--- Directions ---
The line containing "Could you put a marker on the green" marks where to begin; quote it and every line after it through the end of the data, exactly as written.

--- Material for this exercise ---

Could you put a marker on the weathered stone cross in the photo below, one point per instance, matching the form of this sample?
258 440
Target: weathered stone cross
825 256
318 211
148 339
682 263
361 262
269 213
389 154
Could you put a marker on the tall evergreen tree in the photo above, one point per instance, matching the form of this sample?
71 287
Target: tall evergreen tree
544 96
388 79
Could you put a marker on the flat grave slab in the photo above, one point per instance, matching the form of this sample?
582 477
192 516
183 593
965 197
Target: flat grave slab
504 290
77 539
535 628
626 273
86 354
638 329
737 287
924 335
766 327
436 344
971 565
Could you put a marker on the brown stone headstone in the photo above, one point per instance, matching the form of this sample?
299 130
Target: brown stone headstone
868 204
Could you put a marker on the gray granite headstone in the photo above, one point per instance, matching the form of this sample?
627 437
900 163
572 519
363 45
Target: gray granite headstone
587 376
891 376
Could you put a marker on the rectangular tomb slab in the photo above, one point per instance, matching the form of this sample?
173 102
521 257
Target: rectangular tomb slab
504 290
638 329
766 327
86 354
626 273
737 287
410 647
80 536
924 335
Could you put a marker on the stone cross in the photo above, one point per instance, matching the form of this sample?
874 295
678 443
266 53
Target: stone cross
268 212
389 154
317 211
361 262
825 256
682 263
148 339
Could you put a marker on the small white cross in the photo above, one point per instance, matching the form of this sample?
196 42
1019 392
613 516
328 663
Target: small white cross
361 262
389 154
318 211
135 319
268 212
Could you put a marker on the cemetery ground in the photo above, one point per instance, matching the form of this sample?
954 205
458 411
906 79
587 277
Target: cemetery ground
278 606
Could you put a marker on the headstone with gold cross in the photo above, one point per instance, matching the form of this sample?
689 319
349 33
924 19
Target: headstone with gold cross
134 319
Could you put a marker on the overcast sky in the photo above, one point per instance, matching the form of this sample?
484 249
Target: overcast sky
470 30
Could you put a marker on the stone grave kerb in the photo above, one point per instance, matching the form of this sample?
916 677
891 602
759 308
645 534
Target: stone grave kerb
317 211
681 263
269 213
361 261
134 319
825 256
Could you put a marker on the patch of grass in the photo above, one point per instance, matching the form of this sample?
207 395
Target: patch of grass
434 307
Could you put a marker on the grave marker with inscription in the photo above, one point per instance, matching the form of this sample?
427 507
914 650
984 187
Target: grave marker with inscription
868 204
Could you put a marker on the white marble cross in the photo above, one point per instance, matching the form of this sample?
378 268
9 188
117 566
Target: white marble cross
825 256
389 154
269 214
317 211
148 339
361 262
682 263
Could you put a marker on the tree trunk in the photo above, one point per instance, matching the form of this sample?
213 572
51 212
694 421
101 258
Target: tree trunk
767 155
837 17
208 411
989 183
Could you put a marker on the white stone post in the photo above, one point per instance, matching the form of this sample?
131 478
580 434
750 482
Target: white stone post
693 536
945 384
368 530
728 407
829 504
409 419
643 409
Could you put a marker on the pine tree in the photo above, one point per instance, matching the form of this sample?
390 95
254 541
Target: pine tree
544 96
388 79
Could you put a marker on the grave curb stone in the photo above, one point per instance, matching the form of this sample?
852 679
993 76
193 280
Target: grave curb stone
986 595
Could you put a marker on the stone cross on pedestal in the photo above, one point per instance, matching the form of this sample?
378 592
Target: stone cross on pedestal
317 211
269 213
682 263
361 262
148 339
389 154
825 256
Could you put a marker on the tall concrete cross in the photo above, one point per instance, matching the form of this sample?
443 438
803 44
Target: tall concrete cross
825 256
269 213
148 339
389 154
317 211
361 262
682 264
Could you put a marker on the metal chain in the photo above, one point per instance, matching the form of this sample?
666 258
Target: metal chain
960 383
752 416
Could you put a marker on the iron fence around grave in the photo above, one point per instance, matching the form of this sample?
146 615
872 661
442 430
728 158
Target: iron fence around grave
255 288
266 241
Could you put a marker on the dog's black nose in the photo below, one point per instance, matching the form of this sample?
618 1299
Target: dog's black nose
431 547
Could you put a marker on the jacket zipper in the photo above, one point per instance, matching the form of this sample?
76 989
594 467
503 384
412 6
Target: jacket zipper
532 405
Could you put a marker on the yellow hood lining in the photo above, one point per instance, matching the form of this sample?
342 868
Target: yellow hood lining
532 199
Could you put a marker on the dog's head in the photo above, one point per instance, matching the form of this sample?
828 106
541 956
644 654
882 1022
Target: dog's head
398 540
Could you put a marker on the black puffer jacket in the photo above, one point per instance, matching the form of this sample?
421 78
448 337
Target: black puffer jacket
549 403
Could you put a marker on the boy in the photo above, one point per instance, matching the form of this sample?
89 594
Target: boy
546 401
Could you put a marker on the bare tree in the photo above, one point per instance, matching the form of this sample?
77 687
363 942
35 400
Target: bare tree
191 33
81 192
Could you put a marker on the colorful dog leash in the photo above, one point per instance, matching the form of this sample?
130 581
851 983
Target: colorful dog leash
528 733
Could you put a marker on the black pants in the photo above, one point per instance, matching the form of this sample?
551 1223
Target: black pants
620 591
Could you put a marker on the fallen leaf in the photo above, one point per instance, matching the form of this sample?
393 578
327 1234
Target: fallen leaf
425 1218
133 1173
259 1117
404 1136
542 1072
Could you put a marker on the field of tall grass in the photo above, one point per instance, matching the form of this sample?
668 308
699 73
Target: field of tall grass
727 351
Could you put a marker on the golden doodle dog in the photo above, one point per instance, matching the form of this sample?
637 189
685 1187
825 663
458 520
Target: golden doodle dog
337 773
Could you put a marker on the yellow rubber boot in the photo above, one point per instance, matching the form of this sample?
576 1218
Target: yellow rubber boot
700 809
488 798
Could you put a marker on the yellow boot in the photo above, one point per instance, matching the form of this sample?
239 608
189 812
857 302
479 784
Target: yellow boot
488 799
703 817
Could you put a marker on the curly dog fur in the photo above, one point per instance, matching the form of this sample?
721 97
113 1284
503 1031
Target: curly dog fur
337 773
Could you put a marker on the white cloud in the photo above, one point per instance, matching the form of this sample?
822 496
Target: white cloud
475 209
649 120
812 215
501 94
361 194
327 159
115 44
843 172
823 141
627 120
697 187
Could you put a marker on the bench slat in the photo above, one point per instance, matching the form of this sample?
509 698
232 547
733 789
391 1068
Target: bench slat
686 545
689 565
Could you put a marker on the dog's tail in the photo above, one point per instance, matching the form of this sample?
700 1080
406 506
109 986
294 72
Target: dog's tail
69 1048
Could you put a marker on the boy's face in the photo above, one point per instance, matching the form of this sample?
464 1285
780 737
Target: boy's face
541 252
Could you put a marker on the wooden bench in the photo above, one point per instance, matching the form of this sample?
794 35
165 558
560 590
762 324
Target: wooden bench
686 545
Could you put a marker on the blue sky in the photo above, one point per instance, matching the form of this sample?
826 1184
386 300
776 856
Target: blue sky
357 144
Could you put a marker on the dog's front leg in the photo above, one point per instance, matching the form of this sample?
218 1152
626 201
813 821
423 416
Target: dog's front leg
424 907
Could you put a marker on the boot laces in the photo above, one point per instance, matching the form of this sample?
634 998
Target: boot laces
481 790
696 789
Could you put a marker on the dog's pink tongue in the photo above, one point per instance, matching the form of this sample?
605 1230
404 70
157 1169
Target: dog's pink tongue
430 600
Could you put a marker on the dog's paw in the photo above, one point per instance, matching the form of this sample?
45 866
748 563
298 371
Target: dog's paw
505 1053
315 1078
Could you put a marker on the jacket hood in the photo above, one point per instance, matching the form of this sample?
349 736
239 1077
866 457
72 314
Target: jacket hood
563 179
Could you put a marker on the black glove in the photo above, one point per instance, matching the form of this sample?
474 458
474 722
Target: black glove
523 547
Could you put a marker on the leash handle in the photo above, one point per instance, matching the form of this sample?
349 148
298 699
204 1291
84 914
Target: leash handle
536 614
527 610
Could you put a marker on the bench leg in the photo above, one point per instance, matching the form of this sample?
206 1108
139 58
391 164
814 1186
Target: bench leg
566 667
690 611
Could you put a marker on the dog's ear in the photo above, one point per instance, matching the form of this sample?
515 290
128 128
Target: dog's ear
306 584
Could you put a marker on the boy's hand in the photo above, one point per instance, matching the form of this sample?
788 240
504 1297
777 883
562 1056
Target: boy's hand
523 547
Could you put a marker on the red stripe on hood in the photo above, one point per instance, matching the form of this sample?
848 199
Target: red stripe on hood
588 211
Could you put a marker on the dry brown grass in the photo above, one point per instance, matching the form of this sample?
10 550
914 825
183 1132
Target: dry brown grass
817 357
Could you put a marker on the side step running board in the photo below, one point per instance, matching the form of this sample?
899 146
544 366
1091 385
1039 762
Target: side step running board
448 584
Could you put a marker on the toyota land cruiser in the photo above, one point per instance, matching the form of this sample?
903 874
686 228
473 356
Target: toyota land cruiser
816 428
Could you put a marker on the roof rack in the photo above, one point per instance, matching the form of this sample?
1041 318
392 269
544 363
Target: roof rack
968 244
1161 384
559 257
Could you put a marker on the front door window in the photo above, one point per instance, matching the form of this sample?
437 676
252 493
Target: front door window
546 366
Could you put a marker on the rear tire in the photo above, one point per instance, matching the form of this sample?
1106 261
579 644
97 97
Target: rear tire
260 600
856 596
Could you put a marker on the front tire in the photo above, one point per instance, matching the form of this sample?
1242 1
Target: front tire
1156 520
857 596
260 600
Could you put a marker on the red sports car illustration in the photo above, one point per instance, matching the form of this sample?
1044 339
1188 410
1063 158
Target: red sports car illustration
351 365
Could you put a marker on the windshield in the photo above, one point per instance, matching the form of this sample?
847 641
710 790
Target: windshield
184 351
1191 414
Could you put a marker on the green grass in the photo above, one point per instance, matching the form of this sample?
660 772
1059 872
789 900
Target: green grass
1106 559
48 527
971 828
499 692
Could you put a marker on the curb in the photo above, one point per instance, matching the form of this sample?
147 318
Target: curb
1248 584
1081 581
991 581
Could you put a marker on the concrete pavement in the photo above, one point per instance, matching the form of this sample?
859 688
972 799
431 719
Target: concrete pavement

--- Answer to this problem ---
Could you put a marker on the green grass in the photo above, one point per instance, matching the form of this sample?
660 772
1059 872
789 900
Target: green grass
1106 559
48 527
971 828
499 692
Could you put a marker on the curb in the photo above, one point per instance, matching the form of this sample?
147 318
Target: curb
1248 584
1081 581
991 581
Could you put a marker on the concrete pavement in the photo above, one point per instance, matching the form of this sample?
859 688
972 799
431 719
Target: concrete pavement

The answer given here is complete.